# Text shown
-- -- --

[PATCH v21 096/100] c/r: Add checkpoint support for veth devices (v2)

From: Oren Laadan
Date: Sat May 01 2010 - 10:39:56 EST


From: Dan Smith <danms@xxxxxxxxxx>

Adds an ndo_checkpoint() handler for veth devices to checkpoint themselves.
Writes out the pairing information, addresses, and initiates a checkpoint
on the peer if the peer won't be reached from another netns. Throws an
error of our peer's netns isn't already in the hash (i.e., a tree leak).

Changelog[v21]
- Unbreak compiling with CONFIG_CHECKPOINT=n or CONFIG_NET_NS=n
- Clean up the error path in restore_veth()

Changes in v2:
- Fix check detecting if peer is in the init netns

Cc: netdev@xxxxxxxxxxxxxxx
Signed-off-by: Dan Smith <danms@xxxxxxxxxx>
Acked-by: David S. Miller <davem@xxxxxxxxxxxxx>
Acked-by: Serge Hallyn <serue@xxxxxxxxxx>
Acked-by: Oren Laadan <orenl@xxxxxxxxxxxxxxx>
---
drivers/net/veth.c | 76 +++++++++++++++++++++++++++++++++++++++++++
net/checkpoint_dev.c | 87 +++++++++++++++++--------------------------------
2 files changed, 106 insertions(+), 57 deletions(-)

-- -- --

# Rows from a segmentation dataset
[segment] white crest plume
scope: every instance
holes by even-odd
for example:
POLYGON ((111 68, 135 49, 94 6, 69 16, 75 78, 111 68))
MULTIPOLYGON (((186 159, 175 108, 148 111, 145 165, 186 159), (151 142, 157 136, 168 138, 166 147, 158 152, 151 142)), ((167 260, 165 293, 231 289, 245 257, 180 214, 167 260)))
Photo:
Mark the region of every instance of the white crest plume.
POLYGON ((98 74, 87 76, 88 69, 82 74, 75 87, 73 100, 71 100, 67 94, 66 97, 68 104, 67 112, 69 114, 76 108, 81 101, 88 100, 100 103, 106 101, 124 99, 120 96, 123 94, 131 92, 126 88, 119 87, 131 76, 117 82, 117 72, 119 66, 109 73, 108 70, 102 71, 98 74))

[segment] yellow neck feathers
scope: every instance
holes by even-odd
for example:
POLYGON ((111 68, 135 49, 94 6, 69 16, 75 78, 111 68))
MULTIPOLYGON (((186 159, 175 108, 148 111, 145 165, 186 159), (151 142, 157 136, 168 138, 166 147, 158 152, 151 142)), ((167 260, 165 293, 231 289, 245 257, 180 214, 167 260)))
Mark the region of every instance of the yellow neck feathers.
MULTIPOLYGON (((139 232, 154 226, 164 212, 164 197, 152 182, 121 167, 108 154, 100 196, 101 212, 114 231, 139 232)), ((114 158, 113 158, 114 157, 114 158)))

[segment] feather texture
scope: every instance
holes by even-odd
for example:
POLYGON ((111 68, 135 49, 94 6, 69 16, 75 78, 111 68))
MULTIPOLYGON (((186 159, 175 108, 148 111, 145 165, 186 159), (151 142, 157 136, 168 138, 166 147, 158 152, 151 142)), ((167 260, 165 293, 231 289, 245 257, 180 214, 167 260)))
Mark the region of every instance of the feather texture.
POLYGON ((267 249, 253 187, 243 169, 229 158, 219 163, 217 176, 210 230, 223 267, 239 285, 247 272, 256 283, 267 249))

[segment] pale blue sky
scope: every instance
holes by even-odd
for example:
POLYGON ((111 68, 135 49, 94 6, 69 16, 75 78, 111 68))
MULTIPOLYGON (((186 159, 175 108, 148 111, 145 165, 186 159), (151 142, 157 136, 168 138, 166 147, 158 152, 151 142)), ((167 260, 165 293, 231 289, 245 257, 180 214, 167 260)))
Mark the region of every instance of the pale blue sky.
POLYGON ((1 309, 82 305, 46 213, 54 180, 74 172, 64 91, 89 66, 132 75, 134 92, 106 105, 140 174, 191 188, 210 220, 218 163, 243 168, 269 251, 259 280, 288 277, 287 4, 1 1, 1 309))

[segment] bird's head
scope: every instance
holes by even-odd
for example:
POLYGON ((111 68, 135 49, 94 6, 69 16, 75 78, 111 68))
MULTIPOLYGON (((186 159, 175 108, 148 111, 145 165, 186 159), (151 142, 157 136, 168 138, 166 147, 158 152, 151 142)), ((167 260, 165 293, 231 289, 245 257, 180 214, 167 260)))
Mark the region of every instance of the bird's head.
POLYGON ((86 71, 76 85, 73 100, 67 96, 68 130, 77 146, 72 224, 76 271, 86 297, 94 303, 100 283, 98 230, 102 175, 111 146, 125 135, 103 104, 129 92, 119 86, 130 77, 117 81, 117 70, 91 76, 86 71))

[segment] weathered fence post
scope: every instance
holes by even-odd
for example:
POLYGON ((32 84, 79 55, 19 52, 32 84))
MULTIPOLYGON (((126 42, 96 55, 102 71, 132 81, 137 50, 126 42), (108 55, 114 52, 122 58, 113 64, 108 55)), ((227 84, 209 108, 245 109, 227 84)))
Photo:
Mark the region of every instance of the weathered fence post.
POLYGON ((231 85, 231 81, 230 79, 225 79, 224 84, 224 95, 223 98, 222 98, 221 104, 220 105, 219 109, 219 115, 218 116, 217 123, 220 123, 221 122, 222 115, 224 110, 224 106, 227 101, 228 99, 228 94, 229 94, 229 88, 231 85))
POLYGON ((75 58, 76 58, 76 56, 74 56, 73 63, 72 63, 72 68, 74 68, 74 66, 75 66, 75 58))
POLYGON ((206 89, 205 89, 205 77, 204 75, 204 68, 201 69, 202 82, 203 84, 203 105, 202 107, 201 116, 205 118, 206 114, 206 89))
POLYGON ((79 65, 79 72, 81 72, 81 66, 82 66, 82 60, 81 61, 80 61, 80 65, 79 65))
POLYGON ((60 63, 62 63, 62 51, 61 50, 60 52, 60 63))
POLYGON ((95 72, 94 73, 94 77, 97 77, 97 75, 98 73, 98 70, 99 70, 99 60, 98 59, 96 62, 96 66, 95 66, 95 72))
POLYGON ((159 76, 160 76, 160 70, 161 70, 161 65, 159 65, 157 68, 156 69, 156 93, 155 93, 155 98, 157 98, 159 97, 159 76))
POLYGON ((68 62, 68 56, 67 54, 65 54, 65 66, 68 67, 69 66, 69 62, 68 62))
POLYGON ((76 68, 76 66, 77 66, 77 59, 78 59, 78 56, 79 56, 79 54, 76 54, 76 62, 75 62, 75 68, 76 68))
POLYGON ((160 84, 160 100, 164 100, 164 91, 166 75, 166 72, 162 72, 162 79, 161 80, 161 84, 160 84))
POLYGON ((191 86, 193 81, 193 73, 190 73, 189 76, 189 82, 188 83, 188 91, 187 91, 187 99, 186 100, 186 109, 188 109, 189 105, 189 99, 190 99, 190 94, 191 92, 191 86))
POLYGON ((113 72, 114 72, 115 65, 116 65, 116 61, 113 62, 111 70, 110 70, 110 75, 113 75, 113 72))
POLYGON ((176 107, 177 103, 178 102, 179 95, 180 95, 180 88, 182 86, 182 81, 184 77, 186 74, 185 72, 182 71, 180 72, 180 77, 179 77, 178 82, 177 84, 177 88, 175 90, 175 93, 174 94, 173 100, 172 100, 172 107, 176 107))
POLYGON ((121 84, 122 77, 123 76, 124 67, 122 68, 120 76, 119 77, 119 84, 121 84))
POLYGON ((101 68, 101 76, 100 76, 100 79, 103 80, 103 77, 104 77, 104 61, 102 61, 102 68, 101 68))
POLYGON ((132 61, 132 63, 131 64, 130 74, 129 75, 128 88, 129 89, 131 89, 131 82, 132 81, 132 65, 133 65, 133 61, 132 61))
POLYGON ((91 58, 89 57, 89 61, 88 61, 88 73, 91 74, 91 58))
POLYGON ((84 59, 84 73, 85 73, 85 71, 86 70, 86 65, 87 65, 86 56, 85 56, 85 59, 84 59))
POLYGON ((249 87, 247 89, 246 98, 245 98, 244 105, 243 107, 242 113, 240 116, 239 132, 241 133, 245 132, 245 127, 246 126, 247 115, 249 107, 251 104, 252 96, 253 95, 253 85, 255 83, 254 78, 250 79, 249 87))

-- -- --

# Challenge 1
Repeat the part of the veth patch message that begins at the words "Writes out the" and stops after "path in restore_veth()".
# Challenge 2
In the veth patch message, which two build settings does the v21 changelog say compiling works with again?
The lines play no part in this.

# Answer 1
Writes out the pairing information, addresses, and initiates a checkpoint
on the peer if the peer won't be reached from another netns. Throws an
error of our peer's netns isn't already in the hash (i.e., a tree leak).

Changelog[v21]
- Unbreak compiling with CONFIG_CHECKPOINT=n or CONFIG_NET_NS=n
- Clean up the error path in restore_veth()

# Answer 2
CONFIG_CHECKPOINT=n or CONFIG_NET_NS=n